W ramach naszej witryny stosujemy pliki cookies w celu świadczenia Państwu usług na najwyższym poziomie, w tym w sposób dostosowany do indywidualnych potrzeb. Korzystanie z witryny bez zmiany ustawień dotyczących cookies oznacza, że będą one zamieszczane w Państwa urządzeniu końcowym. Szczegółowe informacje znajdują się w POLITYCE PRYWATNOŚCI I WYKORZYSTYWANIA PLIKÓW COOKIES. X
Korytkowski

Wydarzenia dnia

Trwa remont drogi. Widać już chodnik i będzie nowy dywanik

2018-05-17 07:07:00
Milena Fabisiak
Napisz do autora
Trwa remont drogi. Widać już chodnik i będzie nowy dywanik

Już kilka tygodni trwa remont ulicy Krzymowskiej w Brzeźnie. W tej chwili widać już chodnik, a na remontowanej części ma zostać położony nowy dywanik asfaltowy. Dzisiaj ma odbyć się też spotkanie w sprawie wymiany starych słupów energetycznych, znajdujących się przy budowanym chodniku. Być może uda się postawić nowe.

Firma wywiązuje się z robót w terminie. Praca przebiega zgodnie z harmonogramem ustalonym z wykonawcą. – Nie ma żadnych zakłóceń. Tam doszła nowa sprawa, bo gmina dołożyła trochę pieniędzy i na tych wcięciach, gdzie była układana kanalizacja na odcinku 370 metrów zostanie położona nowa nakładka, czyli jeszcze jedna warstwa poza przywróceniem do stanu pierwotnego. Gmina Krzymów dołożyła 50 tysięcy, całość będzie kosztować około 120 tysięcy i resztę wyłoży powiat koniński – mówi Józef Karmowski, dyrektor Zarządu Dróg Powiatowych w Koninie.

◆ Zadanie do wykonania
Wypisz wszystkie wartości liczbowe podane w wypowiedzi dyrektora Zarządu Dróg Powiatowych w Koninie w tekście o remoncie ulicy Krzymowskiej, każdą wraz z tym, czego dotyczy.

◆ Wpisy z danymi
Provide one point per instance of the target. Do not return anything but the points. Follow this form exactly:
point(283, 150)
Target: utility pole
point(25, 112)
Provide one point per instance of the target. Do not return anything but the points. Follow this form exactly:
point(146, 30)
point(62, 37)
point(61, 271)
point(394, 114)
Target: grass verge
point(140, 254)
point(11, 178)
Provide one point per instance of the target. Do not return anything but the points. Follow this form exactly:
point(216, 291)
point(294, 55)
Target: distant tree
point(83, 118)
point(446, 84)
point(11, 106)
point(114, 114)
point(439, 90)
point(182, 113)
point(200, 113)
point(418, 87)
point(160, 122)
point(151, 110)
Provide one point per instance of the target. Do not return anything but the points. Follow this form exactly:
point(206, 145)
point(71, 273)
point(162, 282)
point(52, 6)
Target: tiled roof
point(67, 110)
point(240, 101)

◆ Wynik
- 370 metrów: długość odcinka z wcięciami, gdzie układano kanalizację i gdzie zostanie położona nowa nakładka
- 50 tysięcy: kwota dołożona przez gminę Krzymów
- około 120 tysięcy: łączny koszt, którego resztę pokryje powiat koniński